# TASK
Gather every line in the listing below that contains the string "crowd". Matches must agree in case.

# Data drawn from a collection

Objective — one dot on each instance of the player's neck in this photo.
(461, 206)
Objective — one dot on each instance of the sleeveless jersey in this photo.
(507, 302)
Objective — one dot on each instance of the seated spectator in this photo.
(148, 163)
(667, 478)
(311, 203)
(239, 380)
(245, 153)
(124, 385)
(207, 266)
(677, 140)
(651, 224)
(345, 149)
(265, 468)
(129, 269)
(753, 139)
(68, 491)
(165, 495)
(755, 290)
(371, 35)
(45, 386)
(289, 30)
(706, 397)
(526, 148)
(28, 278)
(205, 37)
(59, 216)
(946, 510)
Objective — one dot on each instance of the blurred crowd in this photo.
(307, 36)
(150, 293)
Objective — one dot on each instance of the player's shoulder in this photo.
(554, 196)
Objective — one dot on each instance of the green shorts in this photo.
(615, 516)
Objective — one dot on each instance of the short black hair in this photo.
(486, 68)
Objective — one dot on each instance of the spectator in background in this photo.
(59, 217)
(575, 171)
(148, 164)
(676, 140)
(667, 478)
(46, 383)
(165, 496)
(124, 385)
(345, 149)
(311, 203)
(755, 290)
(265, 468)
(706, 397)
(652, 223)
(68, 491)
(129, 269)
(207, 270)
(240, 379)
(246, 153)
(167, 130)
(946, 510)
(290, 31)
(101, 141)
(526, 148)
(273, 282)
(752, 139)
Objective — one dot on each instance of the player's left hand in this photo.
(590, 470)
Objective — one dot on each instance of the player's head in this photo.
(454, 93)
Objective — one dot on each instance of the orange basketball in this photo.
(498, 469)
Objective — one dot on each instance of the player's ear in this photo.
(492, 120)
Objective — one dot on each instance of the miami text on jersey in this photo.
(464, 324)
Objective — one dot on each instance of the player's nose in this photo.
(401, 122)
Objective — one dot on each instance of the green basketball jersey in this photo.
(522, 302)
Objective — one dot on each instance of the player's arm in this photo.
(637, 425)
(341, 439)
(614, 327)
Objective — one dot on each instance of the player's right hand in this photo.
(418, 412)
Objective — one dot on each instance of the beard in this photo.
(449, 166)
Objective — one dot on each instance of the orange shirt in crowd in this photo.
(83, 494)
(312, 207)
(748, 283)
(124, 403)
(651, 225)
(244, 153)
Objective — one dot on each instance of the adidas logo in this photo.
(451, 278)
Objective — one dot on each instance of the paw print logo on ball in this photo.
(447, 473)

...

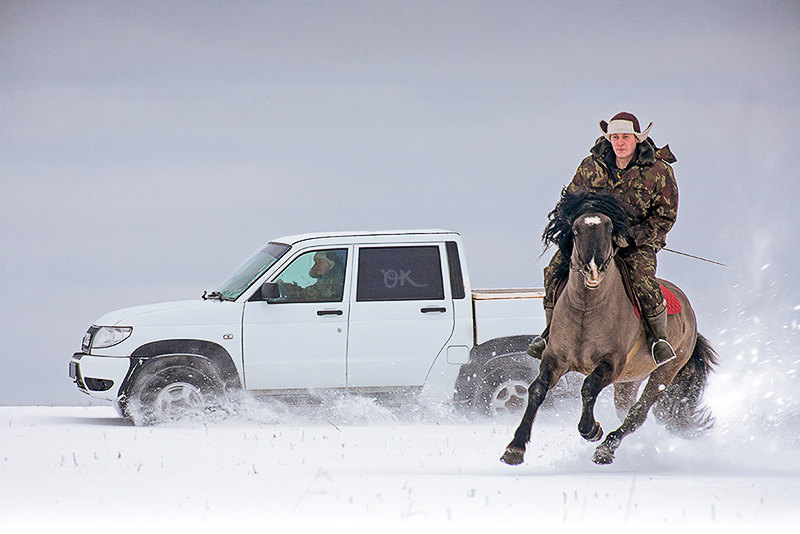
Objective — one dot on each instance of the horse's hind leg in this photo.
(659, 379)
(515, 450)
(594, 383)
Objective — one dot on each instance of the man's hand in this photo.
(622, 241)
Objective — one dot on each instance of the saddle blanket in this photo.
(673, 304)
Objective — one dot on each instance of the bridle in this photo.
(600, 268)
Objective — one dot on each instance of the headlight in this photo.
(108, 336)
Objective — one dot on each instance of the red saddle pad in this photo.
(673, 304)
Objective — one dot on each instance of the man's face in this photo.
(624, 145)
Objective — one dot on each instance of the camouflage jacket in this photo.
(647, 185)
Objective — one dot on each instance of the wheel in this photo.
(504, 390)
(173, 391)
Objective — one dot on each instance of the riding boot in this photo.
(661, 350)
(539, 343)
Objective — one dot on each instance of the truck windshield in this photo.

# ANSWER TO THIS PROBLEM
Objective — one dot on each instance of the blurred crowd in this photo.
Objective — one dot on each instance of the orange shirt in crowd in this photo.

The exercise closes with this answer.